(Point localization data)

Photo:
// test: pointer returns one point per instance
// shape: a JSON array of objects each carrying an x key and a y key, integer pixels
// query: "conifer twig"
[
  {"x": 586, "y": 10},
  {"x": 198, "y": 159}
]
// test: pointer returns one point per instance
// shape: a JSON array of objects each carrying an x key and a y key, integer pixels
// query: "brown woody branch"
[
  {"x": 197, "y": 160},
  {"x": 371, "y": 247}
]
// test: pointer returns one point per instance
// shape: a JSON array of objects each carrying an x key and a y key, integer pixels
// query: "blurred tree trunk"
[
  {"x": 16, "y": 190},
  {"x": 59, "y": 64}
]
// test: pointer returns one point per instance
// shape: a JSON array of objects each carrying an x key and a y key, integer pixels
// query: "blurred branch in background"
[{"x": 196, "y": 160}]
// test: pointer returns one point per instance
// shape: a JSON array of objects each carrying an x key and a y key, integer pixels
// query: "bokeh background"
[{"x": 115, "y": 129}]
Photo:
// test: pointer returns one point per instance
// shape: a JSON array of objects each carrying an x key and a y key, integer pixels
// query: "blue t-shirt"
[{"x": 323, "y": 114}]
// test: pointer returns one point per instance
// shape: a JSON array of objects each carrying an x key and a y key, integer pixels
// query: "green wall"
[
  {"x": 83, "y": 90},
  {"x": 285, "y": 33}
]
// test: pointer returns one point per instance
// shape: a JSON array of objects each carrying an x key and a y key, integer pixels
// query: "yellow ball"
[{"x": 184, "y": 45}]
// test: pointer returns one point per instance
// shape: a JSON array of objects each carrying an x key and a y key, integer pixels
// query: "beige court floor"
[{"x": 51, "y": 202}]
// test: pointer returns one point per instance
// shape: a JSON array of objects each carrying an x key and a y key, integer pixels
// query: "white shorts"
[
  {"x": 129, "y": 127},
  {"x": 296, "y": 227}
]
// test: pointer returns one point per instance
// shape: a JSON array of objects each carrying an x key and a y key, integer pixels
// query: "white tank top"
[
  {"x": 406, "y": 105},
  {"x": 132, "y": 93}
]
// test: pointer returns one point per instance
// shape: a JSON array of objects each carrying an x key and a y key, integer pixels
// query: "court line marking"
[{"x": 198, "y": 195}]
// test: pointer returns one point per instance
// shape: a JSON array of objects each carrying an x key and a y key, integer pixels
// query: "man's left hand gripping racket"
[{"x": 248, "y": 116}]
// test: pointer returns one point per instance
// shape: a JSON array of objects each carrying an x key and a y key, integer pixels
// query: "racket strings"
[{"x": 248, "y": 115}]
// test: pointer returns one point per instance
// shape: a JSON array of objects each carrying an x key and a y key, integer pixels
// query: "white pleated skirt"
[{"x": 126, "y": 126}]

Exercise requirements:
The lines to copy run from the one containing "left hand gripping" through the last line above. Copy them exactly and include nothing else.

Finished exercise:
// query: "man's left hand gripping racket"
[{"x": 248, "y": 116}]
// test: pointer returns one point per instance
// shape: a JSON array of objects each carrying an x key and a y key, integer pixels
// query: "racket strings"
[{"x": 248, "y": 115}]
// test: pointer returns one point per instance
// shape: a JSON array of objects each carrying an x key and a y key, integer pixels
// query: "white pleated skirt"
[{"x": 126, "y": 126}]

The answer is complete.